* 課題 *
以下に示す省令改正の報道発表資料を、最初から最後まで一字一句違えずに書き写しなさい。

* 本文 *
----
報道発表資料
「平成二十三年三月十一日に発生した東北地方太平洋沖地震に伴う原子力発電所の事故により放出された放射性物質による環境の汚染への対処に関する特別措置法施行規則の一部を改正する省令」が本日公布・施行されることとなりましたので、お知らせいたします。
1.改正の経緯
- ◯
- 平成23年12月26日の原子力災害対策本部決定により、警戒区域・計画的避難区域(以下「警戒区域等」という。)の避難指示が見直されることとなったこと受けて、本年4月1日に一部地域で避難指示の見直しが始まる等、今般、避難指示見直しの動きが具体化しているところです。
- ◯
- 警戒区域等内の空間線量の低い区域において、警戒区域等の解除前から、市町村等へ必要な申請等を行った事業者が、製造業やサービス業等の事業活動を再開した場合、相当量の廃棄物(製造工場で生ずる原材料の切削くずや事業所で生ずる紙くず等)が生ずることが想定されます。
----
* 収集データ *

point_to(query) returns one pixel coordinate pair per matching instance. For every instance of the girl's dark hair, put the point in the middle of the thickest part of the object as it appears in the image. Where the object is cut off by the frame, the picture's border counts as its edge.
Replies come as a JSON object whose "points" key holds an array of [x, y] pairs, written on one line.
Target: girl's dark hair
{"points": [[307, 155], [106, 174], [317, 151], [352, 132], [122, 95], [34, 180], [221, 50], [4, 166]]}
----
* 解答 *
報道発表資料
「平成二十三年三月十一日に発生した東北地方太平洋沖地震に伴う原子力発電所の事故により放出された放射性物質による環境の汚染への対処に関する特別措置法施行規則の一部を改正する省令」が本日公布・施行されることとなりましたので、お知らせいたします。
1.改正の経緯
- ◯
- 平成23年12月26日の原子力災害対策本部決定により、警戒区域・計画的避難区域(以下「警戒区域等」という。)の避難指示が見直されることとなったこと受けて、本年4月1日に一部地域で避難指示の見直しが始まる等、今般、避難指示見直しの動きが具体化しているところです。
- ◯
- 警戒区域等内の空間線量の低い区域において、警戒区域等の解除前から、市町村等へ必要な申請等を行った事業者が、製造業やサービス業等の事業活動を再開した場合、相当量の廃棄物(製造工場で生ずる原材料の切削くずや事業所で生ずる紙くず等)が生ずることが想定されます。